-- PROMPT --
Lines with the string "bumper" must each be copied from the listing.

---

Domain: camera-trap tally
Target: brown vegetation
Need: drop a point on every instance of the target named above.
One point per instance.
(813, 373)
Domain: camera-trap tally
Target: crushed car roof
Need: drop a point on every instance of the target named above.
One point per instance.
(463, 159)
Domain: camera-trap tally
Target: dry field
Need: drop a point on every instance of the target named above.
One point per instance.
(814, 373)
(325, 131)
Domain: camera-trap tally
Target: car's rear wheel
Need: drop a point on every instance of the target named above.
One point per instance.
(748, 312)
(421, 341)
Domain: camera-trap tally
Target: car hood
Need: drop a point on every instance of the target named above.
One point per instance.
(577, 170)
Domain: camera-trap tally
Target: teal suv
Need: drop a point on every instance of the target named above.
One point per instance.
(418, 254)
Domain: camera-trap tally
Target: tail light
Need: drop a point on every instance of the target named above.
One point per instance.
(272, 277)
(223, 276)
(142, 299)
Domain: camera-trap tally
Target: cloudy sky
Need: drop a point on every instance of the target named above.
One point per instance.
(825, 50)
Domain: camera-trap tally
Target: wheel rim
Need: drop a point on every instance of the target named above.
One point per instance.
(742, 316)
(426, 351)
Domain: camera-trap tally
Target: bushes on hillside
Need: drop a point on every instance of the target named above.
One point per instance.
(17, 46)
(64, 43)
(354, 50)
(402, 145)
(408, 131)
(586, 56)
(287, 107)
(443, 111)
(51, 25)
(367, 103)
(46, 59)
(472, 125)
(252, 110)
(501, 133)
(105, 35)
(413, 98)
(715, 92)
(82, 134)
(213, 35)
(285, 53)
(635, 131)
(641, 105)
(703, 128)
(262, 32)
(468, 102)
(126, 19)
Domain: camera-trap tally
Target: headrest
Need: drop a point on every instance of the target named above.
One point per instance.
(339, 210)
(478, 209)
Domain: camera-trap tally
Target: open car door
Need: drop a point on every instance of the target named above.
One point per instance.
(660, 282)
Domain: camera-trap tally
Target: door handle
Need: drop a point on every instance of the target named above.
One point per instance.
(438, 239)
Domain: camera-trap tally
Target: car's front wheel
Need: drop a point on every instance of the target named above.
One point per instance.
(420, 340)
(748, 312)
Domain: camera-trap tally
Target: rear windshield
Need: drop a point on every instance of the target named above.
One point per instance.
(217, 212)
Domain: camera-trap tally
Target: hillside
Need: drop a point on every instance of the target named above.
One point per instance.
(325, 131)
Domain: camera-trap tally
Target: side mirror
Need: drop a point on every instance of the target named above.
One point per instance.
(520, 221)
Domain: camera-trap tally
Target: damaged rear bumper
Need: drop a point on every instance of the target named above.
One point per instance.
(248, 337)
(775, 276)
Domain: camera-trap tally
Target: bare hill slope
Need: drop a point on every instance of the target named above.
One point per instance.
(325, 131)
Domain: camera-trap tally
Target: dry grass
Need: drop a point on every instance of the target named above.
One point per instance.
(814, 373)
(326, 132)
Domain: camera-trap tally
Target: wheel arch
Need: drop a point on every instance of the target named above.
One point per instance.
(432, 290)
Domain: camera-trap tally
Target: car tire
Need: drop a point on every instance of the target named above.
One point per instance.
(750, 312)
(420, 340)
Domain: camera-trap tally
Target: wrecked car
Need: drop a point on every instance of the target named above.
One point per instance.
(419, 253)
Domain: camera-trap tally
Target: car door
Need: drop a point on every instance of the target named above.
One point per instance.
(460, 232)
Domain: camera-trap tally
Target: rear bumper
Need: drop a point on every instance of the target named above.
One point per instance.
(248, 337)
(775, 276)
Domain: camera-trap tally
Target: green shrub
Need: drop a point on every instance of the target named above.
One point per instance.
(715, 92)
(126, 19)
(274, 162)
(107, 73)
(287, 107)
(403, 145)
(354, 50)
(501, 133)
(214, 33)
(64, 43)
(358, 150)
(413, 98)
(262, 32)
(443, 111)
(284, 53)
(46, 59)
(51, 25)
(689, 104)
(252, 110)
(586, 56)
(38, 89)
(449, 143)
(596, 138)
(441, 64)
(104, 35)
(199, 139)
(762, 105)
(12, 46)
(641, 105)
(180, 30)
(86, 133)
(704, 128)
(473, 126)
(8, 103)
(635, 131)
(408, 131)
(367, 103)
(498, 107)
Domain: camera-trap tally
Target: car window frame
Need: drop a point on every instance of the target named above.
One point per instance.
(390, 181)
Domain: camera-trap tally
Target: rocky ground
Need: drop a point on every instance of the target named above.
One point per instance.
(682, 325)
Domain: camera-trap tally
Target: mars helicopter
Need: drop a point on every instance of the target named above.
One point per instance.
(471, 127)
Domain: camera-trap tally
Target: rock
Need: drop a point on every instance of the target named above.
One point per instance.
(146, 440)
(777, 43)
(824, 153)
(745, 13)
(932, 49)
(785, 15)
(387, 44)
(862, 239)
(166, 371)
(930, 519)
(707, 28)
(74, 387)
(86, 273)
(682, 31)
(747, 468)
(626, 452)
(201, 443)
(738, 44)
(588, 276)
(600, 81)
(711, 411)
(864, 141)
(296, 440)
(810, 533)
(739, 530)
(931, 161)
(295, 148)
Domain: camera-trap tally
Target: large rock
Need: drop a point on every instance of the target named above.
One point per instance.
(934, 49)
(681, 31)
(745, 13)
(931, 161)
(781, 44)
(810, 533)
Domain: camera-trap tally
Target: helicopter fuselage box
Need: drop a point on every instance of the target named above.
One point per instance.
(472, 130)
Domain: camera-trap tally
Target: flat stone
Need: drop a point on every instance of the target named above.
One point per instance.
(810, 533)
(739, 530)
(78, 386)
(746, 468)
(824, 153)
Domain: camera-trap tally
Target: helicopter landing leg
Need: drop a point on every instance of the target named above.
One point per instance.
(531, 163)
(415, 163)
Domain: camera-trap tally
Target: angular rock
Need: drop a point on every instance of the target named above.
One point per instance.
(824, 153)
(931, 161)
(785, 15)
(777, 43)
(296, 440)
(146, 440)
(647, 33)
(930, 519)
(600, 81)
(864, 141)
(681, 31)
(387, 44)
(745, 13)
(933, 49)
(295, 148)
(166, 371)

---

-- REPLY --
Target: damaged rear bumper
Target: rear bumper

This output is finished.